▸ GOAL OF THE EXERCISE:
Return word for word everything in the data below, from the line containing "of the overcast" down to the end of the data.

********************

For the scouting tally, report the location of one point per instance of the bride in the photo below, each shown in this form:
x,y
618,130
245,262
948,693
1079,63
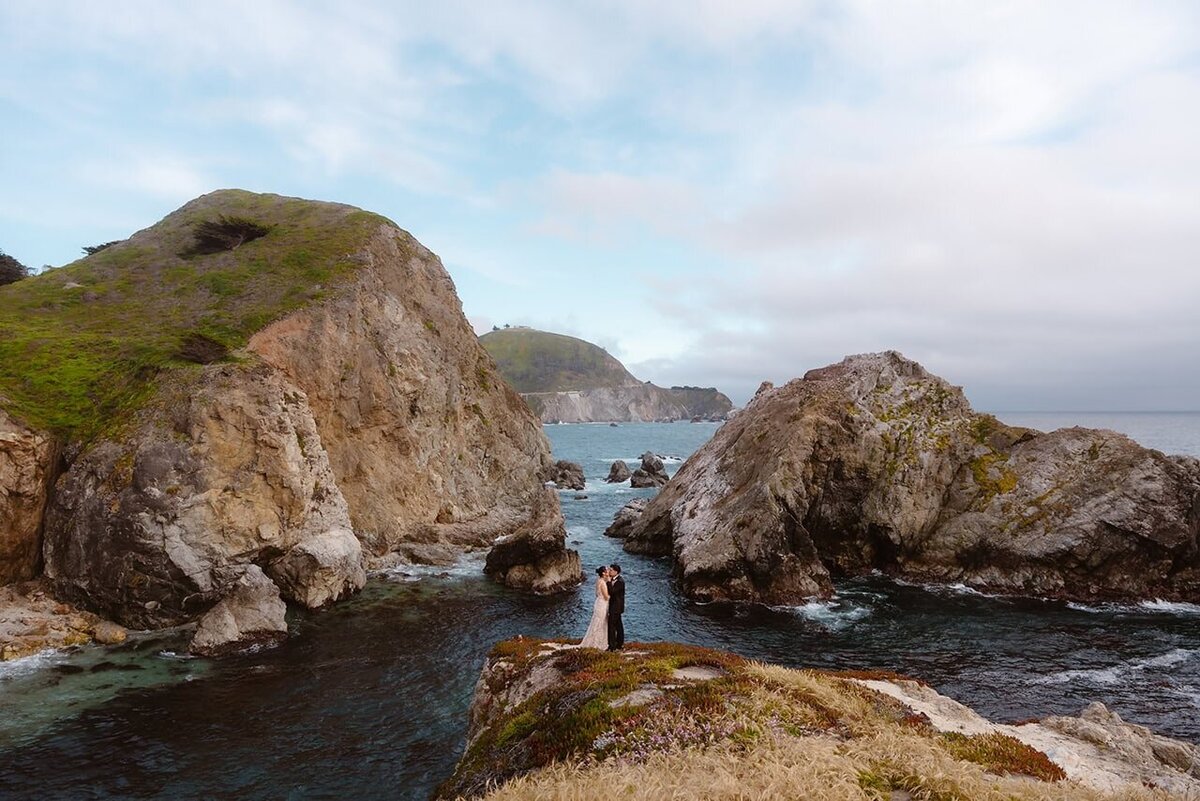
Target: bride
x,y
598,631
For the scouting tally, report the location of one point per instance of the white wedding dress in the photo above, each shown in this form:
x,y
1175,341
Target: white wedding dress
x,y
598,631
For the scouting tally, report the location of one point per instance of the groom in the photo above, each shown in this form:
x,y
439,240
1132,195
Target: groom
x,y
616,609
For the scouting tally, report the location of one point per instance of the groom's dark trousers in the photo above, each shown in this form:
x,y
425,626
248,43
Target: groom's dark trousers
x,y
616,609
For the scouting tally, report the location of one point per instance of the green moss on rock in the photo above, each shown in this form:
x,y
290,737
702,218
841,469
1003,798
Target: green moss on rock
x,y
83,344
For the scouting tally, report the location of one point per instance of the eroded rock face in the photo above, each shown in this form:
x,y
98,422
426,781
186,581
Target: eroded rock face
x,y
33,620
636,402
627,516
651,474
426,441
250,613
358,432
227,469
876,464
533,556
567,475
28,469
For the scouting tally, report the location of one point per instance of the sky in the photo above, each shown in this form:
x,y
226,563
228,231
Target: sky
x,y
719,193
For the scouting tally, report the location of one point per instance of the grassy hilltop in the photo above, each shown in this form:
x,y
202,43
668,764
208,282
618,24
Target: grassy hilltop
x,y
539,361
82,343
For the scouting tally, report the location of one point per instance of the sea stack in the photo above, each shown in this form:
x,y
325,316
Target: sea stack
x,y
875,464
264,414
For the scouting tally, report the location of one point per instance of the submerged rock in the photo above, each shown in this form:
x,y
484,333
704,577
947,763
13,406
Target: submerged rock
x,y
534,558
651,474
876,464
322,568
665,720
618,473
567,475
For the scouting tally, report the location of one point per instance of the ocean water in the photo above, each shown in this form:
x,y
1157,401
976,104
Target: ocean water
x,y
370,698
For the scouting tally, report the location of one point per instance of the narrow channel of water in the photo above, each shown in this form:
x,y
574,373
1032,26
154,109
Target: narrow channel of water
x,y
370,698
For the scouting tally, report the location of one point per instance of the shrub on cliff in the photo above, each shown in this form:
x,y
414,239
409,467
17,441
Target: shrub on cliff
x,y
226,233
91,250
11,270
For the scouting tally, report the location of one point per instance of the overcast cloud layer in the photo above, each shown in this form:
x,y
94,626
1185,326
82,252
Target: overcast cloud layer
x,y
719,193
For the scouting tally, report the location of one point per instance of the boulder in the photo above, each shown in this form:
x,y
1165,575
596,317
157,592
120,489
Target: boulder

********************

▸ OUTPUT FOR THIS TASK:
For the scouting tally, report the location of one point per instance of the overcast cloud layer in the photo above, each shown in this form:
x,y
94,626
1185,326
82,252
Target: overcast cloud layer
x,y
719,193
For the scouting tally, report the location of one point per instance of the boulder in the photo above, each shown in this form:
x,y
1165,575
596,317
157,592
120,489
Target: boulder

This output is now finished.